* [Task details] Rewrite the rows from the line with "of the rugby" through the last row, keeping each request line unchanged and scaling every point coordinate by 0.45, rounded to the nearest whole number with halves rounded up.

* [Record list]
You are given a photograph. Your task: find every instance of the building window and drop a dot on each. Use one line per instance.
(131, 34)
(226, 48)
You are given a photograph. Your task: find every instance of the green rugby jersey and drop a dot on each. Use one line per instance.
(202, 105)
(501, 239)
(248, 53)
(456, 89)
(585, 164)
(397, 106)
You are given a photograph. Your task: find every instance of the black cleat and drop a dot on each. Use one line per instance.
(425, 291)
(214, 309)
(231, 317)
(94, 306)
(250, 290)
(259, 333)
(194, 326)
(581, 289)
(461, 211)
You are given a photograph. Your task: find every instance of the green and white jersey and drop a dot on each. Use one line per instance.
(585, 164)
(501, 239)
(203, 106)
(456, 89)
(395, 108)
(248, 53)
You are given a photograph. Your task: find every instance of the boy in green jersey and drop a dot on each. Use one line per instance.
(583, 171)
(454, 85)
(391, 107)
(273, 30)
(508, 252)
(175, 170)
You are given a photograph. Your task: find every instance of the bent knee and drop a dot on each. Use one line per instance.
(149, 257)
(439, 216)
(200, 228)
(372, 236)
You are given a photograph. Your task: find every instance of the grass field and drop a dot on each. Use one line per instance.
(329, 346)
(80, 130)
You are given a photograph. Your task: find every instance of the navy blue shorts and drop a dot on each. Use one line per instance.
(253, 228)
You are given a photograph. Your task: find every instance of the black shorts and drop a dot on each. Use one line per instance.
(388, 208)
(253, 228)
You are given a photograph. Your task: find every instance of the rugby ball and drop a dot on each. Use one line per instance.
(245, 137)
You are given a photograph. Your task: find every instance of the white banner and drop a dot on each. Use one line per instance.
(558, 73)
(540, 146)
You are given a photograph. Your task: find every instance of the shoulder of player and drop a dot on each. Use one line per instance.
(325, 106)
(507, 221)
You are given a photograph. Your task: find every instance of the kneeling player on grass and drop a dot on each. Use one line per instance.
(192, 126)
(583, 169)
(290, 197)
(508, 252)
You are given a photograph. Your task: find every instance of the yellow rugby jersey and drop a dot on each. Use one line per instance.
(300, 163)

* [Exercise response]
You are given a photograph. Your task: find every instance of the rugby ball and drop a dot on each. Use one line per instance.
(110, 62)
You are given a photograph. Your task: find every instance of the white banner and drop a dot on each. Use one line per instance.
(251, 33)
(243, 66)
You are given a photograph. Your task: find every instance of the shoulder of player and drop a dot on each. Use one line per instance.
(146, 48)
(228, 99)
You are given a photograph. Your task: find every instance of the kneeling player on grass and drop a dot on each. Use one line per instance.
(86, 57)
(262, 76)
(131, 89)
(229, 113)
You are given a photograph. Your task: find every instance of the yellow rugby jersey and drop a dot on each. Use one line per instance.
(135, 73)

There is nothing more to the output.